=== Begin Enclosure ===

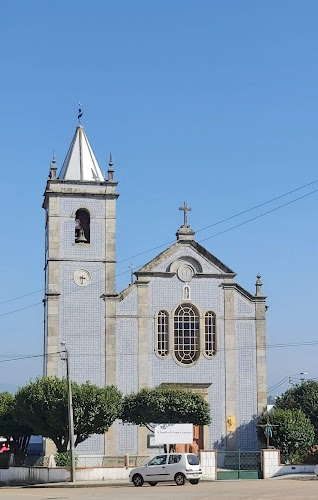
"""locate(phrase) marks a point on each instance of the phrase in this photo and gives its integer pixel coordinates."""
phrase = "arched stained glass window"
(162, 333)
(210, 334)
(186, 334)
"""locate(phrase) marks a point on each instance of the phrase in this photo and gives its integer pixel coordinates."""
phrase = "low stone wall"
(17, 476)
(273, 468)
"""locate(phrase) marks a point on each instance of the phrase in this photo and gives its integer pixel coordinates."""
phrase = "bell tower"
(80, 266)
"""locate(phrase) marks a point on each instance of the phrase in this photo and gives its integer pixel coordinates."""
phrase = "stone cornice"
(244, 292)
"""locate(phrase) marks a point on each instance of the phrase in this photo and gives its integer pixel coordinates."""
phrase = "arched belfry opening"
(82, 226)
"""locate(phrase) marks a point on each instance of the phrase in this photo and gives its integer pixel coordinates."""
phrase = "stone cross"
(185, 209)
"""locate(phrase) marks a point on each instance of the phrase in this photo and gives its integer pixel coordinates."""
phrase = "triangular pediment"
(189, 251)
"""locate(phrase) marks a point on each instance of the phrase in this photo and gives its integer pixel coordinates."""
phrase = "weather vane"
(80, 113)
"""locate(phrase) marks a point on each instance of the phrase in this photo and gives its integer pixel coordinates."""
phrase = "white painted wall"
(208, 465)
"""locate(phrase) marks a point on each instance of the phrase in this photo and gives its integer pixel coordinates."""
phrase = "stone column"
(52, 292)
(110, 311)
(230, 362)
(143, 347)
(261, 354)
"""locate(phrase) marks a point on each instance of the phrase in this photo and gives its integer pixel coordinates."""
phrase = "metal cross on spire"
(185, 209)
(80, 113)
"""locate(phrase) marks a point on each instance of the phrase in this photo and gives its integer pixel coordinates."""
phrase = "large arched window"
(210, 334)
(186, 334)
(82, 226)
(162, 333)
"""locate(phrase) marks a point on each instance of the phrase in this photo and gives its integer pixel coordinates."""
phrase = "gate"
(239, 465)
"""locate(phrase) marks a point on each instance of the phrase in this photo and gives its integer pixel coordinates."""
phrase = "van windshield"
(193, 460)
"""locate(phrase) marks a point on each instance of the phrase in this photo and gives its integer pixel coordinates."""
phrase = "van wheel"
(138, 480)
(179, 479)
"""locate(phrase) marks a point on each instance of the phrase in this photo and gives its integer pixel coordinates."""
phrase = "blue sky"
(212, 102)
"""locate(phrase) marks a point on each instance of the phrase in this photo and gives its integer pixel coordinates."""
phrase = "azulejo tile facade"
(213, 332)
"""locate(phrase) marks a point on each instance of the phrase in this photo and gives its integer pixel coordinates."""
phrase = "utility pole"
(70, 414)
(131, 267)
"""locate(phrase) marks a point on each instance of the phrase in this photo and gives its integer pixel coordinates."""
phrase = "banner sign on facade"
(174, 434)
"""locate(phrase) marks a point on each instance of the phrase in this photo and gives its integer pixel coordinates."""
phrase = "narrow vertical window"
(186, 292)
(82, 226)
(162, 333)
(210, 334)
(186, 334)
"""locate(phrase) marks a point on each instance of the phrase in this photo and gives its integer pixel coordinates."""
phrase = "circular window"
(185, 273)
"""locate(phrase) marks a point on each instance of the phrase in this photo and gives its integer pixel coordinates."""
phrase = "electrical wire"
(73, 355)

=== End Enclosure ===

- **Exercise**
Give every entry again as it is, dropping its pictures.

- **Your response**
"""locate(phrase) marks a point on each instance of the phrase in this photo and gives its integer pixel coordinates."""
phrase = "arched stained glass window"
(162, 333)
(210, 334)
(186, 334)
"""locate(phrase) marks a point on each instance of the phrase in this photo and gives its integer pixel coordinates."""
phrase = "low stone wall"
(17, 476)
(273, 468)
"""locate(phrase) marks a point on each instance of the phrase in this photo and gives its integer pixel coordinates."""
phrase = "bell tower"
(80, 266)
"""locate(phrase) marks a point on each instance of the phrase in this photo and gives its integer pixel coordinates."""
phrase = "stone cornice"
(244, 292)
"""locate(phrase) marks a point on each instance of the phrase in this photo and gives its integer pixel coordinates."""
phrase = "arched belfry opening"
(82, 226)
"""locate(phrase) marks a point on each instance of the phrase in this photo and gives its integer pixel coordinates."""
phrase = "stone cross"
(185, 209)
"""locate(phrase) marks a point on each instance of the phrase in this photo and gives its integer pixel coordinates."""
phrase = "triangular pediment"
(189, 251)
"""locate(phrase) marks a point on each instance of the phrase in this photo and gives its integer pixel coordinates."""
phrase = "weather vane"
(80, 113)
"""locate(phrase) marks a point on each instance of the phrase in this photo and gives its integer pixel coordinates."""
phrase = "white painted wall"
(208, 465)
"""locate(phrase) marks a point on each instance of the phrase in this photo and gives its integer pixel coordinates."""
phrase = "stone column"
(52, 292)
(110, 311)
(230, 362)
(143, 347)
(261, 354)
"""locate(phrase) marks a point on each instance of the phrase in this photo and gives its integer pixel coordinates."""
phrase = "metal cross on spire"
(185, 209)
(80, 113)
"""locate(phrase) marks a point on each instance of the phrase in this photo and gives its integer pixel coordinates."""
phrase = "large arched window"
(210, 334)
(186, 334)
(82, 226)
(162, 333)
"""locate(phrase) marks a point on each instance of the phrase in this photo and gives its integer pixel coordinates."""
phrase = "gate"
(239, 465)
"""locate(phrase) marks a point on each instance of the phrase in this photo and gives its integer pixel coordinates."""
phrase = "van windshield"
(193, 460)
"""locate(phrase) marks a point on each instance of the phrase in this photo and gives its integer pixel coordinates."""
phrase = "van wheel"
(138, 480)
(179, 479)
"""locate(phrase) marks a point on each instance of the phrase in this photo and gives its integer pixel coordinates."""
phrase = "blue sky"
(212, 102)
"""locate(phrase) marks a point on each instance of the phrase in this photo and gives its integer pixel coordinates."""
phrase = "azulejo tile facade"
(213, 332)
"""locate(phrase) marks a point on each instance of the phrase in this photo and gives its integer pixel coordinates."""
phrase = "utility pole"
(70, 414)
(131, 267)
"""locate(phrase) marks a point on each instance of the phrase in this photo and gives its integer pixel coordinates."""
phrase = "banner sign on facade"
(174, 434)
"""locate(phrase) marks a point on each instance of the phrase in this photo and gives its integer pixel coordinates."""
phrase = "narrow vertical window"
(186, 292)
(82, 226)
(162, 333)
(210, 334)
(186, 334)
"""locate(phrase) marks a point on each instance of the phrase in this photo and gives its integer pixel coordinates."""
phrase = "circular window"
(185, 273)
"""locate(phrase) marks a point on each instance of the phrase in this photo and gives its integer pixel coordinates."""
phrase = "electrical wire"
(73, 355)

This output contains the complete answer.